Required task: Copy the lines of the material below word for word, from the line containing "the blue apron" through the line containing "[(84, 114), (321, 129)]", both included.

────────────────

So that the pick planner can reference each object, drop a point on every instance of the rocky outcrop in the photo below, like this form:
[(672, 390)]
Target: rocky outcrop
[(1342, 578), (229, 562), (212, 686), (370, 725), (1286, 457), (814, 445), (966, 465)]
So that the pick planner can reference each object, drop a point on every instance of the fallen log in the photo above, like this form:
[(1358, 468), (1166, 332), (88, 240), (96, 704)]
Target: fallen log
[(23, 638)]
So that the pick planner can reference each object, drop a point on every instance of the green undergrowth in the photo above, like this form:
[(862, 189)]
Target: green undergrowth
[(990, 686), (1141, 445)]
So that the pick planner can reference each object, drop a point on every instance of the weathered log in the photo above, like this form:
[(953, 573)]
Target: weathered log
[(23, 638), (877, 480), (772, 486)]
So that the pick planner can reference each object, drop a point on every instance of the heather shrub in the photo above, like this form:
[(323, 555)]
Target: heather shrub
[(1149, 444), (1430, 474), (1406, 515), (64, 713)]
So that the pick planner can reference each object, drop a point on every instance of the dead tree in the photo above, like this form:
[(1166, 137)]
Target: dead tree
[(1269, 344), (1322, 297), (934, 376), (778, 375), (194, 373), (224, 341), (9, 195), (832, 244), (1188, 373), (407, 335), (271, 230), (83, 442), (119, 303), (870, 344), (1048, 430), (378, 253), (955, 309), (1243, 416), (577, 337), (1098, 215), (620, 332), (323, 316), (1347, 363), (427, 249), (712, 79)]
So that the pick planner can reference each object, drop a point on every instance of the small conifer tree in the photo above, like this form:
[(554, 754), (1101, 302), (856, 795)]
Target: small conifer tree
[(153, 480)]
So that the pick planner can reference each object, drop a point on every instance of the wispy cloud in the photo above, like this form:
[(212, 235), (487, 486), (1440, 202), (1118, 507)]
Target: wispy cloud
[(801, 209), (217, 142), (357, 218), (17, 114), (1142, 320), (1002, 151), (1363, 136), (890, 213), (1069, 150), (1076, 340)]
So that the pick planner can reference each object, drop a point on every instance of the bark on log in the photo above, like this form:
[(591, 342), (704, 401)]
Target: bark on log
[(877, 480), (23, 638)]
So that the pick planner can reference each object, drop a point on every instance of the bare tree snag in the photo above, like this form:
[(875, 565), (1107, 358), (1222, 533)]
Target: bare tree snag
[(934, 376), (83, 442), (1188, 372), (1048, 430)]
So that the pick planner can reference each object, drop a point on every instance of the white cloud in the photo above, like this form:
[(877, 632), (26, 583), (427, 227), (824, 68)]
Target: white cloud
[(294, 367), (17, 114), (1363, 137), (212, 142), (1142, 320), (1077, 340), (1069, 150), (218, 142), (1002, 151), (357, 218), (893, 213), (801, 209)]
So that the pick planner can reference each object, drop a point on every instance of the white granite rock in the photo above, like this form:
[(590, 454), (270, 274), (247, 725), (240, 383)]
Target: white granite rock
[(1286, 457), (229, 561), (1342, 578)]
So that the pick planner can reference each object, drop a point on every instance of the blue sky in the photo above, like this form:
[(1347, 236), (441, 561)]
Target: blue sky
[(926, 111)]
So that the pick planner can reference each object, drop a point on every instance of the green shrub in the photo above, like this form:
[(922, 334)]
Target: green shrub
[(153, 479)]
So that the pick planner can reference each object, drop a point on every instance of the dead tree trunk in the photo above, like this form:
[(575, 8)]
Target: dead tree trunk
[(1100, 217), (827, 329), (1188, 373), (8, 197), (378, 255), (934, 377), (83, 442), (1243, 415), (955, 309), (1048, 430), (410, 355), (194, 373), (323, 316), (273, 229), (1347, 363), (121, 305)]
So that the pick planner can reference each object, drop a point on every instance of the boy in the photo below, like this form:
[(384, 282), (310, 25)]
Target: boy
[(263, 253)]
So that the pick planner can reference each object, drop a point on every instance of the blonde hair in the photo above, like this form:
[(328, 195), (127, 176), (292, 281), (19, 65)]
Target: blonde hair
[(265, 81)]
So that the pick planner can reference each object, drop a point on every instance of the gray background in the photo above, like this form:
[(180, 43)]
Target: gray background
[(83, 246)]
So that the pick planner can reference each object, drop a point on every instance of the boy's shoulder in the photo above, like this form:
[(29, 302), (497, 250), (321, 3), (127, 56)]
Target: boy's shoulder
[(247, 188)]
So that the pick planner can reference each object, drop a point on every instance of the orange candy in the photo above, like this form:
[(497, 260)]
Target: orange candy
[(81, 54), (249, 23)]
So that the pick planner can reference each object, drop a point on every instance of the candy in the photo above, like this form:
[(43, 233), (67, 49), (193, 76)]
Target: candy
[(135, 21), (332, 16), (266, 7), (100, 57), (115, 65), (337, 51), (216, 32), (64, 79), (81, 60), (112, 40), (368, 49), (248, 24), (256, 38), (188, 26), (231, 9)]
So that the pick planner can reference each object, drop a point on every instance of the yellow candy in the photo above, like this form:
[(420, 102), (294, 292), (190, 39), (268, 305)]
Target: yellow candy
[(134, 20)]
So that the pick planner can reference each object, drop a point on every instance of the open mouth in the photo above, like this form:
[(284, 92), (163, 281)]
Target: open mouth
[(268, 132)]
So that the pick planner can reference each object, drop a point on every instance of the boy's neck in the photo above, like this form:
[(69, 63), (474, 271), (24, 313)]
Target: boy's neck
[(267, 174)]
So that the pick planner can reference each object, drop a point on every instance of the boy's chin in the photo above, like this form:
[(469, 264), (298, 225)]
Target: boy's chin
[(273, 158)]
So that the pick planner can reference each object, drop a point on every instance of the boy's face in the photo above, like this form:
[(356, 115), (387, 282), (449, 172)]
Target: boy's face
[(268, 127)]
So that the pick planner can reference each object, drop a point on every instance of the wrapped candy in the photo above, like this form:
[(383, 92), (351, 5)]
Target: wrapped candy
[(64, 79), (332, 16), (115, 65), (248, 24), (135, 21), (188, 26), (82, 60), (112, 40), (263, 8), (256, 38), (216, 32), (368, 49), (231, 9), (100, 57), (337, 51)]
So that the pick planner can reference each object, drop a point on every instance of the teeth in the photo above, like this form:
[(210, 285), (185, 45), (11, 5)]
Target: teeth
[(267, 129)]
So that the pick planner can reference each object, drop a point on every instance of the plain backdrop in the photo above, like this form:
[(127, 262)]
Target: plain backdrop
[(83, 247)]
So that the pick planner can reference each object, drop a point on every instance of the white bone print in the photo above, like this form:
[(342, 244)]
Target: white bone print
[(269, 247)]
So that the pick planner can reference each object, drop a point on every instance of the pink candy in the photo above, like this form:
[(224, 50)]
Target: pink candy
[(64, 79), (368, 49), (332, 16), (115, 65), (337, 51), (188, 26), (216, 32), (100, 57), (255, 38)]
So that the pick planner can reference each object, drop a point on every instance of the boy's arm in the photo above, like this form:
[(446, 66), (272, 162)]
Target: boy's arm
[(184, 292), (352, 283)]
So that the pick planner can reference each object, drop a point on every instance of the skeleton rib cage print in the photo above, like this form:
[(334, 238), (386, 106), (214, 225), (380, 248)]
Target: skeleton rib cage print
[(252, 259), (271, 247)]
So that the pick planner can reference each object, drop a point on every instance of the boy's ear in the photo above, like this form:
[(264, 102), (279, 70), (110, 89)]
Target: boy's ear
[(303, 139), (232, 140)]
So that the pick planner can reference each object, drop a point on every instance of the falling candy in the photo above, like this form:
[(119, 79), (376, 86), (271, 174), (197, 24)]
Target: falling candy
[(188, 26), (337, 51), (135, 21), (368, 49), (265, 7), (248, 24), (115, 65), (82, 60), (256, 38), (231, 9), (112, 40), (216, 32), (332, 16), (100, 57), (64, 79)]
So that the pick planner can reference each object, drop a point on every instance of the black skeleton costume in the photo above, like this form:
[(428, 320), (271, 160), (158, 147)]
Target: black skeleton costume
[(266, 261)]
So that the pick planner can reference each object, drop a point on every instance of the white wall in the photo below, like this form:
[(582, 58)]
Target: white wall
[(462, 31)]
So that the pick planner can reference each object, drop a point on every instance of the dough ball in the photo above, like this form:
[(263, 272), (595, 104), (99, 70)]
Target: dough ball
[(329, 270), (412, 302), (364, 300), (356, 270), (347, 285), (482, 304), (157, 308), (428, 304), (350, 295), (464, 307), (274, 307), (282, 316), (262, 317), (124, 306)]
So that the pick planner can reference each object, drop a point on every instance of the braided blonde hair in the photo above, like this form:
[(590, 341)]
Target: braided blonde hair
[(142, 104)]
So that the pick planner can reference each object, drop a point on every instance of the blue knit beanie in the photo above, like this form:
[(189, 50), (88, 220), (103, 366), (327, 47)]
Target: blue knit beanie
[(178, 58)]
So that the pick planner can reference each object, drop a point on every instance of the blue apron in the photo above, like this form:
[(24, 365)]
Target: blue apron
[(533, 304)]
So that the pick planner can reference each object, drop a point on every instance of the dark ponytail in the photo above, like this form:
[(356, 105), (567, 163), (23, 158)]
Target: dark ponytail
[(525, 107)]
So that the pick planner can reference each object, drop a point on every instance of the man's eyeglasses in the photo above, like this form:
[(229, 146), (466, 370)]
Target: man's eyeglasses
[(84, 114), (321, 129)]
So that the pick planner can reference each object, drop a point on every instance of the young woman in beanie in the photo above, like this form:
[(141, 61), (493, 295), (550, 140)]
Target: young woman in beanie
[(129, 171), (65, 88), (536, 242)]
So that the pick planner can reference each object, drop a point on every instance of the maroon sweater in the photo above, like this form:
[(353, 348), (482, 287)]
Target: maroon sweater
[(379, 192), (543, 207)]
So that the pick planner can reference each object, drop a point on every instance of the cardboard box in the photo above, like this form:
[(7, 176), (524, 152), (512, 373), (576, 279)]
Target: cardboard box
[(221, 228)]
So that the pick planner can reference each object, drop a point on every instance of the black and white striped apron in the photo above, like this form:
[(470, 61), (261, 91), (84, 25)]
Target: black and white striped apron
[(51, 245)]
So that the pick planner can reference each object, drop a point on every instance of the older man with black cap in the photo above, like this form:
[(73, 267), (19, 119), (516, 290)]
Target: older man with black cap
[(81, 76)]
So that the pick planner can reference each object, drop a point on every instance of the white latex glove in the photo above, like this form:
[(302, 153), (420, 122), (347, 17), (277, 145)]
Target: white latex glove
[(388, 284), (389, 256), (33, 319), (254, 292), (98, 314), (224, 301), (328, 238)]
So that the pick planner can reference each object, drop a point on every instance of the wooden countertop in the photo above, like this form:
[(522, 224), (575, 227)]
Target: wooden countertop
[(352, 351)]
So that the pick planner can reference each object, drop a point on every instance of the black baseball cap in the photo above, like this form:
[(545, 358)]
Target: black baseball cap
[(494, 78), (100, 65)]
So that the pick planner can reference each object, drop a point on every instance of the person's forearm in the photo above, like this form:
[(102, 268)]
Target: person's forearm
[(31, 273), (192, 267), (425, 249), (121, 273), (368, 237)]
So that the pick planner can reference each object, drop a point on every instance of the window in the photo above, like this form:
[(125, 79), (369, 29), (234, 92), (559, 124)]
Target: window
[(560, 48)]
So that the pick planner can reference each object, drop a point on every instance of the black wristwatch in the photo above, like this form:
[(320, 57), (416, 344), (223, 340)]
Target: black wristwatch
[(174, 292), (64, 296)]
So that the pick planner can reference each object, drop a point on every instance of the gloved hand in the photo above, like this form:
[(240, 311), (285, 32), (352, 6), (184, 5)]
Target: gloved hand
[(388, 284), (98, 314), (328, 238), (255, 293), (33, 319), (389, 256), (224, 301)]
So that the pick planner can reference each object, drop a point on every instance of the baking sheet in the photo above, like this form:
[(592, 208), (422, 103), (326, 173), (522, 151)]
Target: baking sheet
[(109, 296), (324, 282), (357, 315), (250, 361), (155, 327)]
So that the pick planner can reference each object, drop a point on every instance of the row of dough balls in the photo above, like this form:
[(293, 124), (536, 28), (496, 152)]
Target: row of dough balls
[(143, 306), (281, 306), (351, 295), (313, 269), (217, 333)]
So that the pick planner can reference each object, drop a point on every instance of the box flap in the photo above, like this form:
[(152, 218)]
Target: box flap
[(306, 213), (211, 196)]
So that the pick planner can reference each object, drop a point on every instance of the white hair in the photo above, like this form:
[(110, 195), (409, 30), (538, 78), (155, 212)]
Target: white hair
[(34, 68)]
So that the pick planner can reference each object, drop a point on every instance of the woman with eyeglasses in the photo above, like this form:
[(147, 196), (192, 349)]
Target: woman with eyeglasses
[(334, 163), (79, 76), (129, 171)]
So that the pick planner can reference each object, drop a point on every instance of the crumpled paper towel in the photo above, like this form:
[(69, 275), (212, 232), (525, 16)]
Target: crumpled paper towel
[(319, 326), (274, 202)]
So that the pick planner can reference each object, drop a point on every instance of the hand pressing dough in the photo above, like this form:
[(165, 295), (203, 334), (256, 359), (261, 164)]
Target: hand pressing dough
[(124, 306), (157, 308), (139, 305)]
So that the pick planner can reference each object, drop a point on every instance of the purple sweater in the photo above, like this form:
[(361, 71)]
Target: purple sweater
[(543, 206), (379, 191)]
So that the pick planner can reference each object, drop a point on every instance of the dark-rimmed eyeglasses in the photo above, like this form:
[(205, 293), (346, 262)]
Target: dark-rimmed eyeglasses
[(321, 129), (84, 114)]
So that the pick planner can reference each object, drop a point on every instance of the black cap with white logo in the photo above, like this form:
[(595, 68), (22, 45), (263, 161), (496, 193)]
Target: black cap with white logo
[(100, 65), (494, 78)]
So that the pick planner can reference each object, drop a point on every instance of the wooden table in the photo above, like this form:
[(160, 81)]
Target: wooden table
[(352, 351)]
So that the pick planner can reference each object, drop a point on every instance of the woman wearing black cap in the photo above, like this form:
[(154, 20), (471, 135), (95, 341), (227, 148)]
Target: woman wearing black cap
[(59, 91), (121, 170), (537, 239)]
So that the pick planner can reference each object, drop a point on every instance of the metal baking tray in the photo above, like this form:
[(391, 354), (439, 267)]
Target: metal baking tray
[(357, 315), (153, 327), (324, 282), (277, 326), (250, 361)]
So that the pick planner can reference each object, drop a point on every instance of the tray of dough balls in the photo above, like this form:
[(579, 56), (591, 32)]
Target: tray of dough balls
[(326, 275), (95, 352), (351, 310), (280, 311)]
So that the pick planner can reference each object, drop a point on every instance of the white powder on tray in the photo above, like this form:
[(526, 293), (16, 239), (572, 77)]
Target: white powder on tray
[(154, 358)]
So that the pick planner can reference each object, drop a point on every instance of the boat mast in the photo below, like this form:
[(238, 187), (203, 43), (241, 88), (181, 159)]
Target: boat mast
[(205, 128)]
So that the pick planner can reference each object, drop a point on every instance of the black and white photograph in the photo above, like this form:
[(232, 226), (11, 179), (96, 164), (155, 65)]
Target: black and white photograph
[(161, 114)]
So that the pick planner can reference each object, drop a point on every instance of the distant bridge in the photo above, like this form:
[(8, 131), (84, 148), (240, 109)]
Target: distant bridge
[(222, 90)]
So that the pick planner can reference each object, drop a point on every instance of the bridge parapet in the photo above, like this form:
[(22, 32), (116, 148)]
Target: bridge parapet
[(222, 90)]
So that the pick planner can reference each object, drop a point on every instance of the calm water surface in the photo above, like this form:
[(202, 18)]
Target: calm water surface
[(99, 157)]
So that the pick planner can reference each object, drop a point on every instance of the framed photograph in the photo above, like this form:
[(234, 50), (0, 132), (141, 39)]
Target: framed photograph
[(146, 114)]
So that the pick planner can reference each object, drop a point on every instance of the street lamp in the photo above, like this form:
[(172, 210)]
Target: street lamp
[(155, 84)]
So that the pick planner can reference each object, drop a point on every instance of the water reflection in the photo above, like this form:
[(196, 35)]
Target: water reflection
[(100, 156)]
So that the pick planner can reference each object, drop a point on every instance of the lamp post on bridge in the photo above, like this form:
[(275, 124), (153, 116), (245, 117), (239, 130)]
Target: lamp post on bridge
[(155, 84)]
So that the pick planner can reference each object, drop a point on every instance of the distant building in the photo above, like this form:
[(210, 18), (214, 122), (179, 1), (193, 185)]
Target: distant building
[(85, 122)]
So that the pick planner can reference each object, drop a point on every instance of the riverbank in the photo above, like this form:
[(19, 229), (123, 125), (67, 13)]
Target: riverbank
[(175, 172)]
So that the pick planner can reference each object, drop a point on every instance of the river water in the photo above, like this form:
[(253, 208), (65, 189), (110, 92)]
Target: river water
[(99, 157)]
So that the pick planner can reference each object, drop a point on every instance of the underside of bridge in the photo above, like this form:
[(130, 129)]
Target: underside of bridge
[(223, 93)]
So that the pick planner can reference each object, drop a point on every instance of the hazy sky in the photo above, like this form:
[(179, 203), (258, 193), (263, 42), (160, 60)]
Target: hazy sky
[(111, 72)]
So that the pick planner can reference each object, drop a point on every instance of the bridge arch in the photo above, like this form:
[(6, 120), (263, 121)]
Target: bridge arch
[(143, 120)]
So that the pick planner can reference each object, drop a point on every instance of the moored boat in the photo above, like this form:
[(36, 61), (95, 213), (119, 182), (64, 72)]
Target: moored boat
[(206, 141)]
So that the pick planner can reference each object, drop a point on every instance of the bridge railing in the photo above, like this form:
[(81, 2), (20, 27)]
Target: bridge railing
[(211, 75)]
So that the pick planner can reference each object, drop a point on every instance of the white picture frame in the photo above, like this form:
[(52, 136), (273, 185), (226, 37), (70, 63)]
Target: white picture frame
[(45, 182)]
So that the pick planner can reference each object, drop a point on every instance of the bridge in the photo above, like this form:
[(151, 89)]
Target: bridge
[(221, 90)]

────────────────

Reply to the task:
So that the pick planner can reference each object, drop a point on every instance of the blue apron in the photo above, like this form:
[(24, 365)]
Target: blue apron
[(533, 304)]
So that the pick planner can reference each object, drop a point on every instance of the dark ponytail in the photo above, like this form:
[(356, 105), (567, 163), (23, 158)]
Target: dark ponytail
[(525, 107)]
So that the pick planner can reference each object, drop a point on every instance of the man's eyeglasses in the photo above, like this form:
[(229, 146), (466, 370)]
Target: man's eyeglasses
[(84, 114), (321, 129)]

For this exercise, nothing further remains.